### WHAT TO WORK ON
Return each line of the records with nothing changed, pictures excepted.

### ENTRIES SHOWN
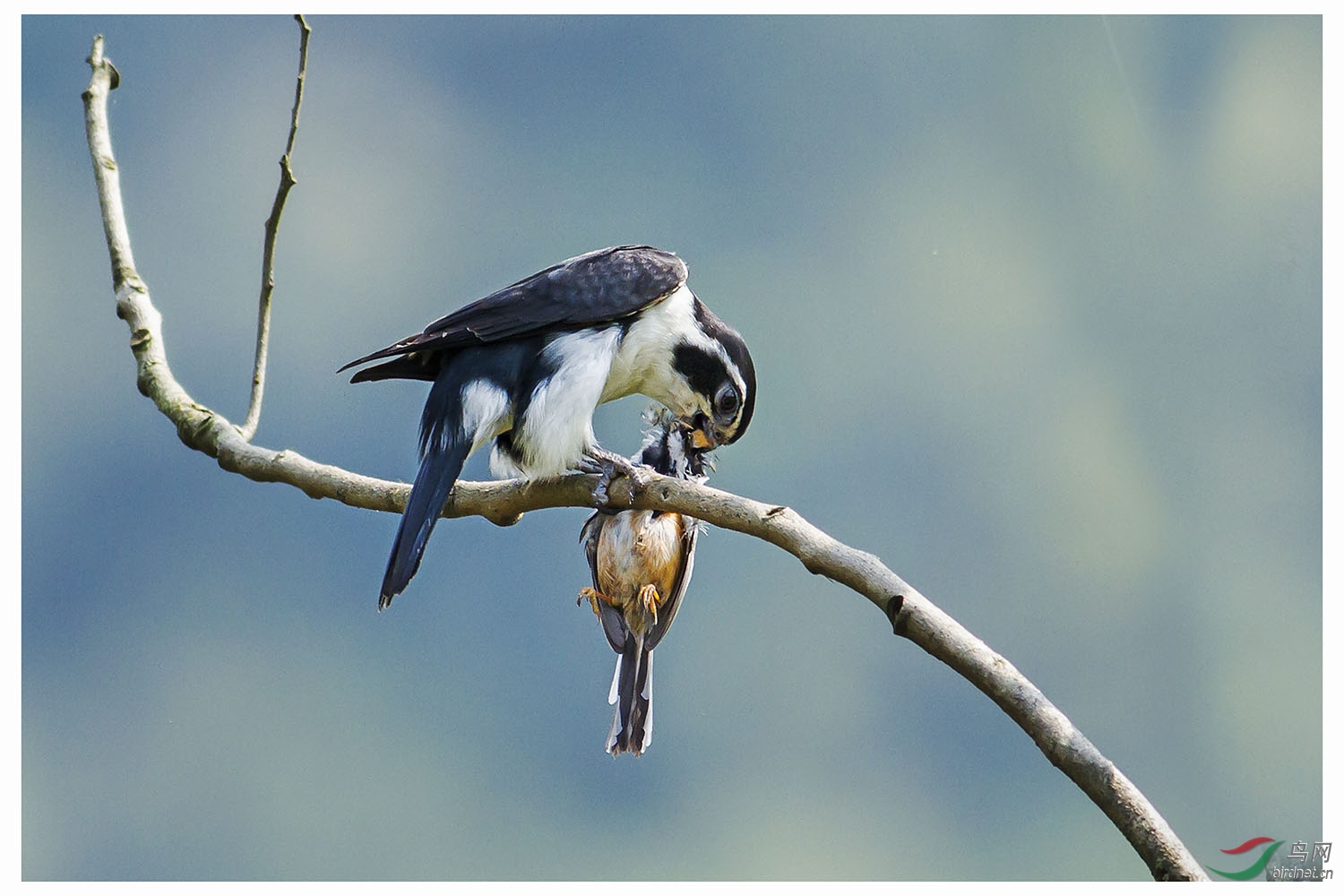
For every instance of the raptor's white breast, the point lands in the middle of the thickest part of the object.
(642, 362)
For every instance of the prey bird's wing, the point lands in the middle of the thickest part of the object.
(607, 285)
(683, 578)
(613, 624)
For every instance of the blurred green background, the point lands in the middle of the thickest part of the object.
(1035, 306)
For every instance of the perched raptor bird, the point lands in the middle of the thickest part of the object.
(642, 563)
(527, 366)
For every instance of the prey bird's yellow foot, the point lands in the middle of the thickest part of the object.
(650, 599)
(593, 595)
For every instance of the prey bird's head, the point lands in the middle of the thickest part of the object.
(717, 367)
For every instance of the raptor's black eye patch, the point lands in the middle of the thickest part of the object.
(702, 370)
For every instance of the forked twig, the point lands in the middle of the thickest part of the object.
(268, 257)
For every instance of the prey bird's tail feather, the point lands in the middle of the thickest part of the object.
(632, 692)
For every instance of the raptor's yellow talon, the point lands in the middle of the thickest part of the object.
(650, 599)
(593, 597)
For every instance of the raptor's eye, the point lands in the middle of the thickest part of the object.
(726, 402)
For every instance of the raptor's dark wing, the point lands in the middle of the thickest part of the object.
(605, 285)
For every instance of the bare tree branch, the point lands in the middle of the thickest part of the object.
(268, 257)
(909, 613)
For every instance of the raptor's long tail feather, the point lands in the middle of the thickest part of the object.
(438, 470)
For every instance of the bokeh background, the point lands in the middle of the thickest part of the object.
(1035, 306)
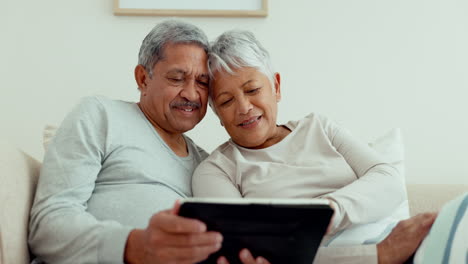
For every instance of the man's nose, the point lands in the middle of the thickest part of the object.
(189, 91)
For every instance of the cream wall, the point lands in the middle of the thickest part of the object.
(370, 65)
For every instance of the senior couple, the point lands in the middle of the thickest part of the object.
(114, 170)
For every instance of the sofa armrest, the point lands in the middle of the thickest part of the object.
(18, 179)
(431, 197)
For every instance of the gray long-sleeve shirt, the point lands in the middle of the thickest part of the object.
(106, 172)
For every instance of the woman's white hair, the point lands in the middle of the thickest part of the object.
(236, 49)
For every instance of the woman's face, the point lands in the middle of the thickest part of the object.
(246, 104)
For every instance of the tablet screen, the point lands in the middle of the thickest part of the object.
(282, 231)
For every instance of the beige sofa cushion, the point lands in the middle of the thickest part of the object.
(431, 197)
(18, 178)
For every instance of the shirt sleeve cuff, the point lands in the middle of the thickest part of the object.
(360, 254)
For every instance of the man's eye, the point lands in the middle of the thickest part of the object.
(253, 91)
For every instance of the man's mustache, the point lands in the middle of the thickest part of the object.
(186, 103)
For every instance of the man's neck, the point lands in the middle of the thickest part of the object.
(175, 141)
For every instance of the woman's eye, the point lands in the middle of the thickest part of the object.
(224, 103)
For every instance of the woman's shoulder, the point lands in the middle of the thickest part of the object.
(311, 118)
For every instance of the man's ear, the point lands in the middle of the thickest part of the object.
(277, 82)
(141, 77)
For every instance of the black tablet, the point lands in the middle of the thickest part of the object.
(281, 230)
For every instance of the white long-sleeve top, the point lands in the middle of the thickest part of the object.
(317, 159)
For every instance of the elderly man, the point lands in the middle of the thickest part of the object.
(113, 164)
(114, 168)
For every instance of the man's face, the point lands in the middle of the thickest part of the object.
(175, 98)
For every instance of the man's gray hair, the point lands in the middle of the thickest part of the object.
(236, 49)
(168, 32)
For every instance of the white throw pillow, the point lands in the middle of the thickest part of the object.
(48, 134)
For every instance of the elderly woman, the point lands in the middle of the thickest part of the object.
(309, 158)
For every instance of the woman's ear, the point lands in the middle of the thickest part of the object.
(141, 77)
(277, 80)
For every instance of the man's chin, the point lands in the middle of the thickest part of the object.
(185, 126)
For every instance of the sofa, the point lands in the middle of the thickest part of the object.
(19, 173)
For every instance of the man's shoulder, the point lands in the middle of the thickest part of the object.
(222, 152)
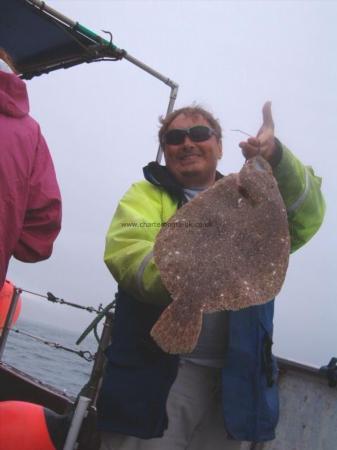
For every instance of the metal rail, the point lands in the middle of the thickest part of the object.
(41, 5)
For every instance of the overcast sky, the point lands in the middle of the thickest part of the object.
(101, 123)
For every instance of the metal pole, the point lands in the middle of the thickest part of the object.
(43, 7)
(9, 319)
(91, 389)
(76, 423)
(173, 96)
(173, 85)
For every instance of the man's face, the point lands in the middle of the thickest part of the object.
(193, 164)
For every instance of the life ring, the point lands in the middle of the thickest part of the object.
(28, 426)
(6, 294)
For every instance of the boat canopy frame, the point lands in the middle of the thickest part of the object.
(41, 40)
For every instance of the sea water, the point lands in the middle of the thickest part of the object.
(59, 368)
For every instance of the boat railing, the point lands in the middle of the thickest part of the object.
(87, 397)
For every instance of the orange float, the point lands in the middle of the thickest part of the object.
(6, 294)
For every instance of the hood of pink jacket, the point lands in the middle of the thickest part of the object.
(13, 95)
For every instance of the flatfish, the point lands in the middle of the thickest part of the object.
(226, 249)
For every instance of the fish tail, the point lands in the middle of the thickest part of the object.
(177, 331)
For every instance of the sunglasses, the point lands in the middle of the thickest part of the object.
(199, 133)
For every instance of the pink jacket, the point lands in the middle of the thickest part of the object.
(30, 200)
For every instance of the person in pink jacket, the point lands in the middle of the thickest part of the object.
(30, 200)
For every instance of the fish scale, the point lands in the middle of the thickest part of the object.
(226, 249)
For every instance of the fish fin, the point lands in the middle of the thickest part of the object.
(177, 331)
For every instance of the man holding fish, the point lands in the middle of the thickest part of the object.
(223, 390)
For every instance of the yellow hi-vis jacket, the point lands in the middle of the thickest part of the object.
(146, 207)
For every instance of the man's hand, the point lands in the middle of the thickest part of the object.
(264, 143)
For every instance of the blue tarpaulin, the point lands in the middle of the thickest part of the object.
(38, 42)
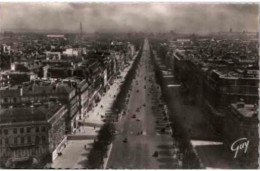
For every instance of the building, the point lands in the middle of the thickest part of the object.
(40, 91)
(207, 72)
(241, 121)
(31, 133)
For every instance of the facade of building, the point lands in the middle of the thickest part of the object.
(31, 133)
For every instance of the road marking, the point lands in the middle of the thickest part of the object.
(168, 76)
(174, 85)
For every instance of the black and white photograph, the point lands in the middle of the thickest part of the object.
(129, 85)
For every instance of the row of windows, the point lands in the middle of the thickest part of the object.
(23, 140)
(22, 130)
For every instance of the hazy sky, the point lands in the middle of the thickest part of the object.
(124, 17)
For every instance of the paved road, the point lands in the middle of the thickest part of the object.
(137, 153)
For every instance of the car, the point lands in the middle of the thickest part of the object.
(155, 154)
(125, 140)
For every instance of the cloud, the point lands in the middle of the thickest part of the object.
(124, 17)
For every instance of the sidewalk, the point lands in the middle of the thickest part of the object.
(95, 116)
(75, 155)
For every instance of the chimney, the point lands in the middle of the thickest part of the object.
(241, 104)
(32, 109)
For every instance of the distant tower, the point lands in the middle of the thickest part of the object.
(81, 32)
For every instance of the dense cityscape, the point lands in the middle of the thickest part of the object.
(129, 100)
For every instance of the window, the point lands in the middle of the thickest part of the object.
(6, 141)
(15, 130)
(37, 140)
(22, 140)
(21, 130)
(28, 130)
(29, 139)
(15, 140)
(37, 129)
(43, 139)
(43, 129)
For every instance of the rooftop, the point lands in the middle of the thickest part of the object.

### EXPECTED ANSWER
For every instance of the raptor's white breast, the point lands in the middle of the thickest part of the object.
(642, 362)
For every instance of the prey bird's wing, the point lands in the middle of the thickest part of the object.
(607, 285)
(683, 578)
(613, 624)
For every instance of the blurred green background, the point lands in the middle of the thickest part of the object.
(1035, 306)
For every instance of the perched raptor bird, the point lands in the middle of the thickest part of the object.
(642, 563)
(527, 366)
For every instance of the prey bird's yellow foot, the point lands in the middle of the thickest part of the object.
(650, 599)
(593, 595)
For every instance of the prey bird's head, the point lands in the middle of the thickest part of the object.
(717, 367)
For every instance of the raptor's black eye patch, the point lands in the middle of the thickest part of the object.
(702, 370)
For every instance of the forked twig, the point lands in the middle of the thickest part of the object.
(268, 257)
For every instance of the prey bird's tail feather, the point lands in the middle of the thickest part of the object.
(632, 692)
For every instance of the raptor's yellow talon, the point lands in the middle of the thickest part of the object.
(650, 599)
(593, 597)
For every instance of the raptor's eye, the point lands in the middle of the thickest part of the object.
(726, 402)
For every instance of the raptor's dark wing, the point lands in the middle of the thickest part of the object.
(605, 285)
For every instance of the bare tree branch, the point lands in the middle of the thickest part of the object.
(268, 257)
(909, 613)
For every instance of the raptor's long tail feather, the point lands in the middle of the thickest part of the object.
(438, 470)
For every instance of the bokeh background, the point lands in the middle of the thickest part of the object.
(1035, 306)
For every instance of the man's nose, the point lands in the middle of the thickest part of the object.
(189, 91)
For every instance of the cream wall, the point lands in the middle of the thickest part of the object.
(370, 65)
For every instance of the senior couple, the point lands in the middle of the thickest part of the object.
(114, 170)
For every instance of the sofa armrest, the point lands in the middle of the thickest part of the object.
(18, 179)
(431, 197)
For every instance of the gray long-sleeve shirt, the point lands in the middle of the thickest part of the object.
(106, 172)
For every instance of the woman's white hair, the point lands in the middle of the thickest part of the object.
(236, 49)
For every instance of the woman's face, the point lands in the middle of the thickest part of the object.
(246, 104)
For every instance of the tablet screen, the point lands in the middle of the thickest part of the object.
(282, 231)
For every instance of the beige sofa cushion, the point lands in the middle of the thickest part of the object.
(431, 197)
(18, 178)
For every instance of the shirt sleeve cuff, the point lands in the middle of the thickest part of the object.
(360, 254)
For every instance of the man's eye, the point lands in the middle of the thickest part of the object.
(253, 91)
For every instance of the man's mustache, the point lands in the middle of the thickest part of the object.
(186, 103)
For every instance of the man's neck, the point lands in the middle of the thickest part of the object.
(175, 141)
For every instance of the woman's eye, the point lands in the middle of the thickest part of the object.
(224, 103)
For every instance of the woman's shoulder, the point lands in the middle of the thickest part of the object.
(311, 118)
For every instance of the man's ear, the point lands in the middle of the thickest part of the object.
(277, 82)
(141, 77)
For every instance of the black tablet, the point lands in the middle of the thickest part of the object.
(281, 230)
For every instance of the white long-sleeve top, the point lands in the middle of the thickest part of the object.
(317, 159)
For every instance of the elderly man, the point lands in the middle of the thickest part of the object.
(113, 164)
(114, 168)
For every instance of the man's face, the point lands in the middle of the thickest part of the object.
(175, 98)
For every instance of the man's gray hair, the point lands in the middle of the thickest part of the object.
(236, 49)
(168, 32)
For every instance of the white throw pillow, the point lands in the middle of the thickest part of the object.
(48, 134)
For every instance of the elderly woman, the point lands in the middle of the thickest part of the object.
(309, 158)
For every instance of the woman's ear, the point lands in the middle of the thickest part of the object.
(141, 77)
(277, 80)
For every instance of the man's chin, the point lands in the middle of the thickest part of the object.
(185, 126)
For every instance of the sofa, the point lands in the middle of the thickest part of the object.
(19, 173)
For every instance of the man's shoulder, the point lands in the middle of the thickest part of the object.
(222, 152)
For every instance of the metal rail, the point lands in the middle of the thickest part of the object.
(41, 5)
For every instance of the overcast sky, the point lands in the middle of the thickest part of the object.
(101, 123)
For every instance of the metal pole, the point lands in the middle of the thickest part of the object.
(43, 7)
(9, 319)
(91, 389)
(76, 423)
(173, 96)
(173, 85)
For every instance of the man's face, the point lands in the middle of the thickest part of the object.
(193, 164)
For every instance of the life ring, the point lands in the middle of the thickest part of the object.
(28, 426)
(6, 294)
For every instance of the boat canopy frame, the point lands in the middle of the thickest part of the object.
(41, 40)
For every instance of the sea water, the point lands in the middle of the thickest part of the object.
(59, 368)
For every instance of the boat railing, the point lands in the middle of the thickest part of the object.
(87, 397)
For every instance of the orange float, the point lands in the middle of the thickest part of the object.
(6, 294)
For every instance of the hood of pink jacket, the point lands in the middle of the thickest part of the object.
(13, 95)
For every instance of the flatfish, the point lands in the middle of the thickest part of the object.
(226, 249)
For every instance of the fish tail, the point lands in the middle of the thickest part of the object.
(177, 331)
For every instance of the sunglasses, the point lands in the middle of the thickest part of the object.
(199, 133)
For every instance of the pink jacket, the point lands in the middle of the thickest part of the object.
(30, 200)
For every instance of the person in pink jacket, the point lands in the middle of the thickest part of the object.
(30, 200)
For every instance of the fish scale, the point lands in the middle of the thickest part of the object.
(226, 249)
For every instance of the fish fin, the point lands in the middle of the thickest part of the object.
(177, 331)
For every instance of the man holding fish, the point lands in the middle of the thickest part of the object.
(223, 390)
For every instance of the yellow hi-vis jacket, the point lands in the middle of the thickest part of the object.
(146, 207)
For every instance of the man's hand, the point lands in the middle of the thickest part of the object.
(264, 143)
For every instance of the blue tarpaulin, the point lands in the middle of the thickest part of the object.
(38, 42)
For every instance of the building, the point lands in the middle of the thickest part of the object.
(40, 91)
(207, 72)
(241, 121)
(31, 133)
For every instance of the facade of building, the point lands in the middle of the thickest part of the object.
(31, 133)
For every instance of the road marking, the point lands in the middle of the thickest part of the object.
(168, 76)
(174, 85)
For every instance of the black and white photograph, the point lands in the middle of the thickest part of the object.
(129, 85)
For every instance of the row of windows, the point lands in the middle of the thickest part of the object.
(23, 140)
(22, 130)
For every instance of the hazy sky, the point lands in the middle of the thickest part of the object.
(124, 17)
For every instance of the paved road, the point lands in the middle of the thickest part of the object.
(137, 153)
For every instance of the car, the point lands in the middle of the thickest part of the object.
(155, 154)
(125, 140)
For every instance of the cloud, the point lands in the middle of the thickest part of the object.
(124, 17)
For every instance of the sidewalk, the point lands in the middle of the thickest part of the object.
(95, 116)
(75, 155)
For every instance of the chimney, the point lands in the middle of the thickest part of the object.
(241, 104)
(32, 109)
For every instance of the distant tower, the point lands in the middle of the thickest part of the object.
(81, 32)
For every instance of the dense cityscape, the point lands in the middle of the thickest part of the object.
(129, 100)
For every instance of the window, the point lands in the middle of the thickest part of the object.
(6, 141)
(15, 130)
(37, 140)
(22, 140)
(21, 130)
(28, 130)
(29, 139)
(15, 140)
(37, 129)
(43, 139)
(43, 129)
For every instance of the rooftop, the point lands in the middle of the thickest part of the object.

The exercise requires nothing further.